Washington Governor Proposes Dramatic Plan to Save Dying Orca Population
The plan will require $1.1 billion and involve a number of controversial measures
In an ambitious effort to save a flailing Northwest orca population, Washington State Governor Jay Inslee has announced a dramatic—and costly—conservation plan. As Lynda V. Mapes of the Seattle Times reports, the proposed orca recovery measures call for $1.1 billion in funding and a number of controversial actions, among them supporting a task force that will investigate the possibility of breaching dams on the Lower Snake River.
Orcas that dwell in the waters off Washington, Oregon and British Columbia—known as southern resident killer whales—have experienced dramatic declines in recent years. As of September 2018, the southern resident population numbered just 74 individuals, the lowest in more than three decades. Several factors are pushing the whales towards extinction, including toxins in the water and rumbling from ship traffic, which can interfere with orcas’ ability to communicate about prey through echolocation. But a major threat to their survival is a decline in Chinook salmon, the whales’ primary food source, due to habitat destruction and intensive commercial fishing.
⁂
Answer from the orca article:
(a) How much funding does the governor's plan call for?
(b) How many southern resident killer whales were there as of September 2018?
(c) What is the whales' primary food source?
The data after this point is separate from the orca article.
⁂
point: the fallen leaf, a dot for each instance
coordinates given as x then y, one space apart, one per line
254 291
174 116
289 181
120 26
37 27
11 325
⁂
--- EXERCISE ANSWER ---
(a) $1.1 billion
(b) 74
(c) Chinook salmon